How much is my business worth is one of the first questions asked when I visit a new clients business. The answer is not as simple as it may seem. There are many starting points to take into account.
When selling your business the major item for business valuation is business profit or earnings before interest taxes. What are the annual sales for the business and more importantly what is, is the net profit to the business after taking into account the owners salary?
How long has the business been in operation for? Most business buyers would like to see the last three-year audited trading figures. Businesses which show a steady net profit increase over that period time are looked at more favourably. On the other hand if they see a decline, they see it as a red flag and usually probe into more significant details of the operation.
What are the Business assets? What intellectual property and other intangible assets does the business for sale own? Does the firm have a brand which has developed much trust have a period of time? Does it have any patents, copyrights goodwill, trademarks and or intangible computer-based assets which given the edge over other competitors in the industry?
Does it have a large customer base? Businesses who rely on fewer larger customers and have a smaller customer base tend to be worth less than a business with similar profitability but more customers.
Does the business reliant on the Business owner being there all the time? If the business owner appears to be the backbone buyers will get the impression that they are buying more of a job than a business.
Length of the lease. A business which has a long lease gives a new owner more time to build up the company with plenty of time for a new buyer to recover the purchase price and make a decent profit. Buyers are reluctant to pay a premium for business without a favourable long lease.
Does the business include real estate? If that is a case, the appraiser would have to split your estimate based on the highest and best use of real estate on its own without the business. This is an added to the forecast on the business value.
There are various rules of thumb or multiples/price to earning ratios etc. for almost all types of similar businesses. This is more of a general kind of estimate. Other factors could move this general multiple up or down. This would include the lease rental of the property, length of the lease, equipment, time the business has been operating, amount and age of equipment, specialist skills required for business, right Business Systems, cash flow, availability to replace any specialists staff etc.

» WORK TO COMPLETE:
- a) Translate this sentence from the business valuation text into Spanish: "Most business buyers would like to see the last three-year audited trading figures."
- b) Please rewrite the records from the line with "Objective — indicate one point on every instance of the pale" to the end of the records, switching "photo" to "image" and leaving everything else unchanged. Omit the pictures from your answer.

» WORKING DATA:

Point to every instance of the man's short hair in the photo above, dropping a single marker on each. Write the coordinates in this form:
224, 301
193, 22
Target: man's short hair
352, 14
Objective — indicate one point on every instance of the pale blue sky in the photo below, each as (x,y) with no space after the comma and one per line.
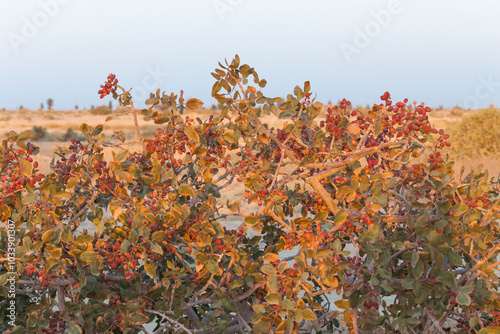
(442,52)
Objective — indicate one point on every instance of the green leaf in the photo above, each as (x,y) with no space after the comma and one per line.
(74,328)
(151,269)
(414,259)
(84,238)
(85,128)
(137,318)
(262,326)
(251,220)
(268,269)
(186,190)
(273,298)
(463,299)
(191,133)
(47,236)
(213,267)
(340,217)
(138,220)
(459,209)
(88,256)
(29,198)
(194,104)
(259,308)
(454,258)
(26,167)
(308,314)
(152,101)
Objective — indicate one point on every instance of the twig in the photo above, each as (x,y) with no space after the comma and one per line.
(355,320)
(172,321)
(434,321)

» SOLVED TASKS:
- a) La mayoría de los compradores de empresas querrían ver las cifras comerciales auditadas de los últimos tres años.

- b)
Objective — indicate one point on every instance of the pale blue sky in the image below, each as (x,y) with no space after the comma and one per line.
(442,52)
Objective — indicate one point on every instance of the green leaf in the image above, each as (x,y) with no space after the comma and one per line.
(74,328)
(151,269)
(414,259)
(84,238)
(85,128)
(137,318)
(262,326)
(251,220)
(268,269)
(186,190)
(273,298)
(463,299)
(191,133)
(47,236)
(213,267)
(340,217)
(138,220)
(459,209)
(88,256)
(29,198)
(194,104)
(259,308)
(454,258)
(26,167)
(308,314)
(152,101)
Objective — indicate one point on every instance of the twig in the image above, each as (x,y) with no space after the comma and one per line.
(355,320)
(172,321)
(434,321)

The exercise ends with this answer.